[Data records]
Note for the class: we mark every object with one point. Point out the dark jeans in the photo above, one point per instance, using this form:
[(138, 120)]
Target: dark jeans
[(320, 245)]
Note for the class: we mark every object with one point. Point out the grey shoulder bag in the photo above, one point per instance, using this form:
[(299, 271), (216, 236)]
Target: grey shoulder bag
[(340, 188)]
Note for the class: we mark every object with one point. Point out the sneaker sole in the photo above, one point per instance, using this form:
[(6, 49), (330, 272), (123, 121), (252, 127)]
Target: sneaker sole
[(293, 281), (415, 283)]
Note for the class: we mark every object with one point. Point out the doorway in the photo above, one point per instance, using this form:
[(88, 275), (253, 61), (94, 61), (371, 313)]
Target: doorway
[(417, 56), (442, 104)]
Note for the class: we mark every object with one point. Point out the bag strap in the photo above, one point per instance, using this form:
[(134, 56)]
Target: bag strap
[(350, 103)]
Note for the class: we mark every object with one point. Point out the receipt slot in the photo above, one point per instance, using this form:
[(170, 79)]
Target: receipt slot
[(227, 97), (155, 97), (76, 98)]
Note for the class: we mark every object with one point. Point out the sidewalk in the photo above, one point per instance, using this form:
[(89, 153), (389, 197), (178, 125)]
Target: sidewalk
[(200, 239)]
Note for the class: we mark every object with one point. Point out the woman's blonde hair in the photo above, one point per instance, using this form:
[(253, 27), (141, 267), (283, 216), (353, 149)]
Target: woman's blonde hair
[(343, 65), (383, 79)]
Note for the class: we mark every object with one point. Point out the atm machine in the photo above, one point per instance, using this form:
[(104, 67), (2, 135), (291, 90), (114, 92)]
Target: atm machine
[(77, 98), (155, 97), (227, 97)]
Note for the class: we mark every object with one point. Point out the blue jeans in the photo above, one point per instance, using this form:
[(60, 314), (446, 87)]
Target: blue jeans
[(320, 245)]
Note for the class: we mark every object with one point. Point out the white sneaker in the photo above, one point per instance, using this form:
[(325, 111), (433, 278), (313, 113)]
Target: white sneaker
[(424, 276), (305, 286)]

* [TASK TO COMPLETE]
Reproduce all entries. Keep them exact.

* [OUTPUT]
Note for the class: we mark every object with one point. Point out the dark jeans in the photo above, one point per instance, using this form:
[(138, 120)]
Target: dark jeans
[(320, 245)]
Note for the class: we mark every object with one point. Point out the grey shoulder bag in the photo above, one point per instance, using this form:
[(299, 271), (216, 236)]
Target: grey shoulder bag
[(340, 188)]
Note for the class: we mark every object with one point. Point out the sneaker sole in the photo above, one point per instance, using this form:
[(6, 49), (330, 272), (123, 121), (252, 127)]
Target: sneaker sole
[(293, 281), (415, 283)]
Note for the class: we mark every object with one point. Point out the doorway in the photo above, one point per instance, using this form:
[(88, 275), (253, 61), (94, 61), (371, 313)]
Target: doorway
[(417, 56), (442, 104)]
Note for the class: we mark every object with one point. Point out the bag strap in the photo above, one point per instance, using this form:
[(134, 56)]
Target: bag strap
[(350, 103)]
Note for the class: we mark every object with one point. Point out the receipt slot in the photo above, one point per instance, using this form:
[(170, 79)]
Target: receipt slot
[(227, 97), (155, 97), (76, 98)]
Note for the class: we mark every object with one point. Point out the sidewalk in the photo above, one point per instance, using this form:
[(89, 153), (389, 197), (178, 125)]
Target: sidewalk
[(200, 239)]
Note for the class: we mark every object with one point. Point out the woman's blonde hair in the photo above, one point per instance, using this form:
[(253, 27), (141, 267), (283, 216), (353, 149)]
Target: woman's blonde hair
[(343, 65), (383, 79)]
Note for the class: we mark every object with one point. Point out the atm machine in the photo above, one point per instance, using this form:
[(104, 67), (2, 135), (291, 90), (114, 92)]
Target: atm machine
[(77, 98), (155, 97), (227, 97)]
Note for the class: we mark every object with one point. Point out the blue jeans in the photo above, one point per instance, using this form:
[(60, 314), (446, 87)]
Target: blue jeans
[(320, 245)]
Note for the class: we mark every object with one point. Point out the white sneaker in the photo above, one point per instance, using this form:
[(325, 111), (433, 278), (313, 113)]
Target: white sneaker
[(424, 276), (305, 286)]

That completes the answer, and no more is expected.